Contour annotation listing
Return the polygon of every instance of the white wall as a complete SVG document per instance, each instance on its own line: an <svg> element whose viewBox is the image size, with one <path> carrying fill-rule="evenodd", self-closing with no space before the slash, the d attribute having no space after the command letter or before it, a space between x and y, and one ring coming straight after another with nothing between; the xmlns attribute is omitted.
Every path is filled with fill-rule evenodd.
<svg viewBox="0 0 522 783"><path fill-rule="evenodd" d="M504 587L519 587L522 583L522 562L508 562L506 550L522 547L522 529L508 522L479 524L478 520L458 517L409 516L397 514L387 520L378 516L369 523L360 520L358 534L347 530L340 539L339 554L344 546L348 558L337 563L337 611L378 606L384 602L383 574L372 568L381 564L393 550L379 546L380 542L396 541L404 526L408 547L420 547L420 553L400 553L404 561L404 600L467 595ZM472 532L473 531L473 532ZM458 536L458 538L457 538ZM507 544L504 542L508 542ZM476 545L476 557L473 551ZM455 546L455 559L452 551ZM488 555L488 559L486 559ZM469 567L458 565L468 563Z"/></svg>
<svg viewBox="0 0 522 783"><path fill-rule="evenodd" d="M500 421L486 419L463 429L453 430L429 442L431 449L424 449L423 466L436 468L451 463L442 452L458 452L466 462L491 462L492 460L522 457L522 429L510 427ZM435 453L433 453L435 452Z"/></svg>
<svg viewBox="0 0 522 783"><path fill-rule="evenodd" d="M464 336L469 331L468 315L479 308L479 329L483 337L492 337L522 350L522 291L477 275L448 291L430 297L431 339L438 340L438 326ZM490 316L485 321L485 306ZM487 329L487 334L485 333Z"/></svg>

**What the task asks:** Please repeat the stretch from the start of the listing above through the line containing "Every path is filled with fill-rule evenodd.".

**Finished answer:**
Return the polygon of every instance of the white wall as a complete SVG document per instance, each instance on its own line: an <svg> element whose viewBox is the image size, with one <path> carrying fill-rule="evenodd", self-closing with no space before the slash, the d attribute having no space after the command letter or before it, a space between x and y, and one ring coming straight after another with nothing between; the xmlns attribute is omitted.
Every path is filled with fill-rule evenodd.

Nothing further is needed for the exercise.